§ **Problem**: Repeat word for word the lines that begin with the one containing "Locate the stone;" and end with the one containing "Target: stone", and give nothing else.

§ **Available data**:
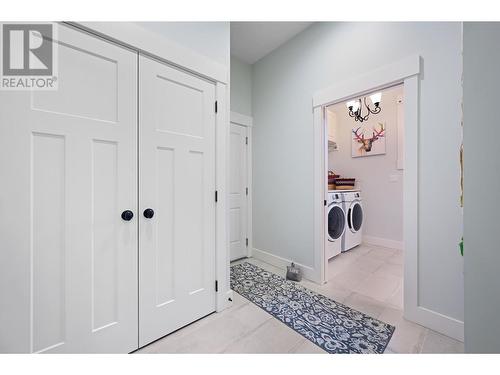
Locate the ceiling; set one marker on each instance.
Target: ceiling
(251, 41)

--

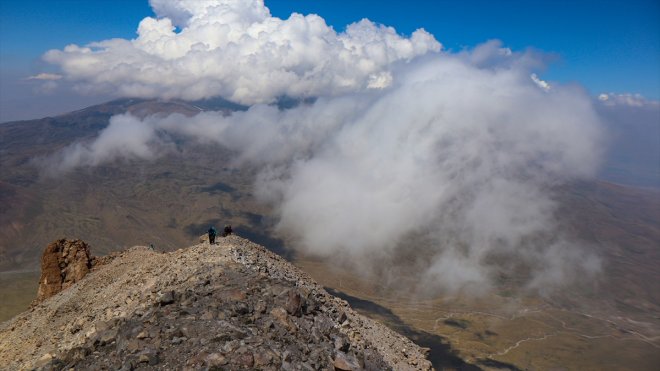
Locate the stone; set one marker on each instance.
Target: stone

==

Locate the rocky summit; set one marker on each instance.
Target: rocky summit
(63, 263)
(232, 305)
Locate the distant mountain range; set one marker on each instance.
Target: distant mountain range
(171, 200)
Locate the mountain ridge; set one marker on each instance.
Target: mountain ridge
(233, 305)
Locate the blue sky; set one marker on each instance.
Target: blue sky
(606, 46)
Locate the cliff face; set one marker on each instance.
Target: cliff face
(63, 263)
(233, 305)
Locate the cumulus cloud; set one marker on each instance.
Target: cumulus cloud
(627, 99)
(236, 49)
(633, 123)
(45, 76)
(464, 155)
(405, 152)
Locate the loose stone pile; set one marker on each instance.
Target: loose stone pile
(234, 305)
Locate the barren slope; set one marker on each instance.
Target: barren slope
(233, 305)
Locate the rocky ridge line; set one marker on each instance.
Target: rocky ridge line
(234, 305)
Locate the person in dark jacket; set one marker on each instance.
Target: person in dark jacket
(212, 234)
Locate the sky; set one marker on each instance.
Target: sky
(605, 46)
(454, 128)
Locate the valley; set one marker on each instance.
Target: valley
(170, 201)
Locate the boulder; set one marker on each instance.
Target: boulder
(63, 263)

§ **Answer in full**:
Locate the stone; set one marker on each instance.
Target: stone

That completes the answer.